Nasiri adds that the new projects expand ASR’s footprint in the research community. “With these awards, DOE welcomes four new principal investigators and three new institutions to ASR,” she says. “It is important that funding opportunities are equitably available to all scientists and from all universities.”
As Fiscal Year 2024 funding awards are finalized, detailed information about principal investigators, project titles, abstracts, and team members will be available on the ASR projects web page.
The 20 principal investigators and their ASR-recommended projects include:
- Christine Chiu, Colorado State University – “Discovering Macro- and Micro-Physical Relations in Precipitation Efficiency and Aerosol Wet Scavenging in Warm Clouds Using ARM Observation-Model Data Cubes and Machine Learning”
- Brenda Dolan, Colorado State University – “New Insights into Precipitation Variability and Cloud Processes Using Polarimetric Radar and Cloud System-Resolving Model Simulations”
- Joseph Galewsky, University of New Mexico – “Probing Aerosol-Cloud Interactions in EPCAPE Using Measurements of Water Vapor Isotopic Composition”
- Christopher Hennigan, University of Maryland, Baltimore County – “Aerosol Acidity Across Seasons: Unveiling Dynamic Shifts in Aerosol-Cloud Processes from Regional and Urban Atmospheres”
- Thijs Heus, Cleveland State University – “Contrasting Shallow and Deep Convection over Bankhead National Forest”
- Adele Igel, University of California, Davis – “Macrophysical and Microphysical Properties and Processes in Arctic Fog”
- Matthew Kumjian, Pennsylvania State University – “Using Machine Learning to Uncover Deep Convective Cloud Processes with TRACER Observations”
- Zachary Lebo, University of Oklahoma – “Linking Convective Environments to Microphysical Processes in Updrafts and Downdrafts Using DOE ARM Data and High-Resolution Modeling”
- Gerald Mace, University of Utah – “Using ARM Data to Explore Processes Associated with Southern Ocean Cloud Feedback Using MARCUS, AWARE, and CAPE-k Data”

Material provided.
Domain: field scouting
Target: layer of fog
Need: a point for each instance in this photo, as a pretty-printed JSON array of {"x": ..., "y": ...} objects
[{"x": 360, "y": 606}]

What to work on.
1. In the ASR funding excerpt, rewrite the paragraph beginning "Nasiri adds that" as a short bulleted list that keeps its main facts.
2. According to the ASR funding excerpt, which university is Thijs Heus affiliated with?
3. Summarize the ASR funding excerpt in two sentences.
The data has no connection to the text.

Results for the exercise.
1.
- Nasiri says the new projects expand ASR's footprint in the research community.
- With these awards, DOE adds four new principal investigators and three new institutions to ASR.
- She says funding opportunities should be equitably available to all scientists and from all universities.

2. Cleveland State University.

3. Nasiri says the new awards expand ASR's footprint in the research community, bringing in four new principal investigators and three new institutions, and that funding should be equitably available to all scientists and universities. As Fiscal Year 2024 awards are finalized, details will appear on the ASR projects web page, and the excerpt lists principal investigators with their universities and recommended project titles.